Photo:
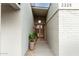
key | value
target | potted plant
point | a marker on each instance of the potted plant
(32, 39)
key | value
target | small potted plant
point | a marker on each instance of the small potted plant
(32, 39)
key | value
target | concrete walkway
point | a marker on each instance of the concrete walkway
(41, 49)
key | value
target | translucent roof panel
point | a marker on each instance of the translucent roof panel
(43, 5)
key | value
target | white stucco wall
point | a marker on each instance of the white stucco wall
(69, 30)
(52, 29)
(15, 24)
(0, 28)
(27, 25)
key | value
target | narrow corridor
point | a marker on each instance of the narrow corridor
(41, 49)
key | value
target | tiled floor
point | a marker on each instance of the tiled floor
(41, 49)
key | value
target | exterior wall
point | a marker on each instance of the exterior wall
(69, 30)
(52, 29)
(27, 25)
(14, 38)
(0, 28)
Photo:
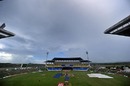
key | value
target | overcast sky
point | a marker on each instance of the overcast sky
+++++
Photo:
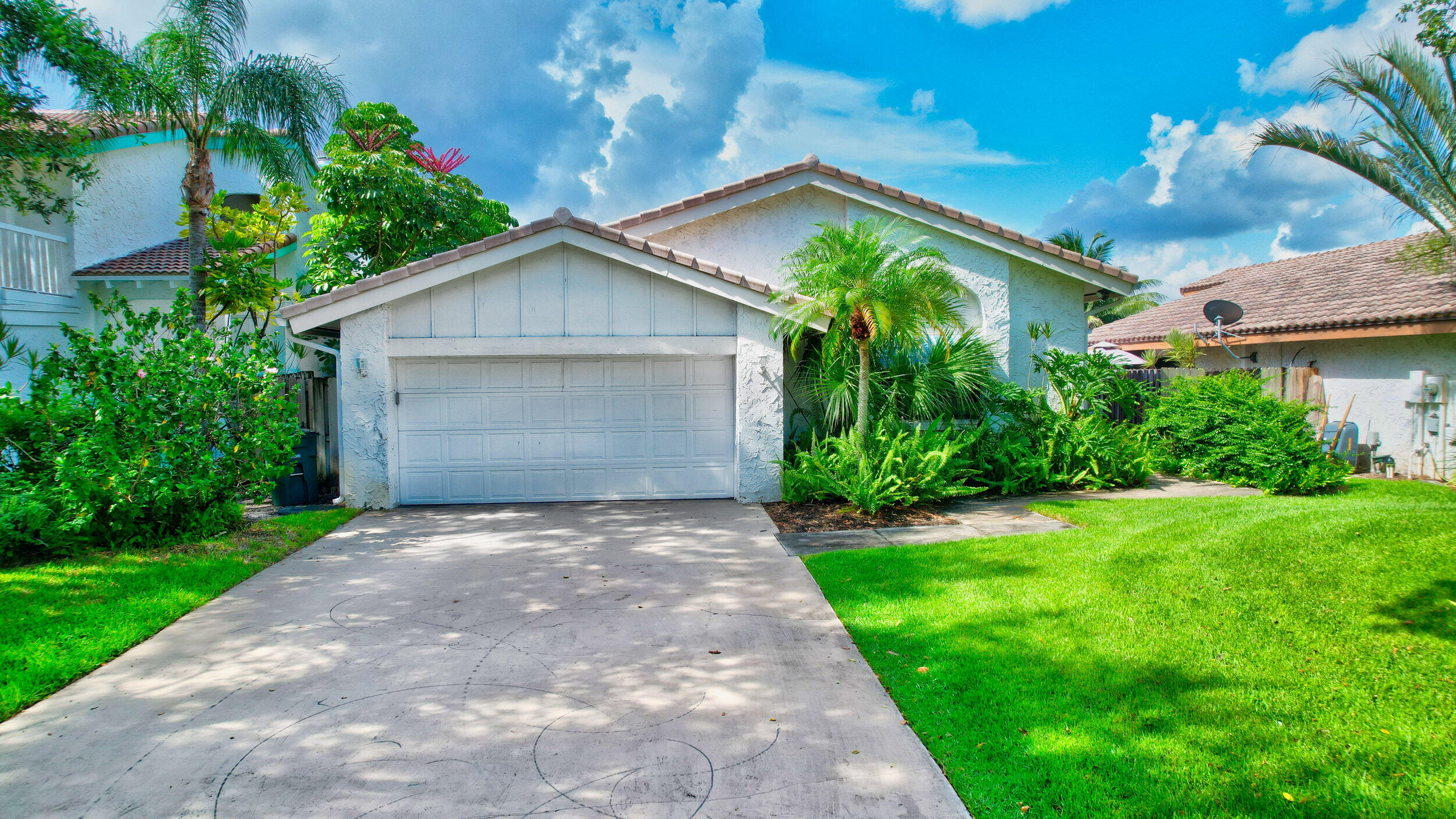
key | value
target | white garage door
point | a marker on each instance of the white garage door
+++++
State how many lines in the rows above contain the word "corridor". Give only the number.

2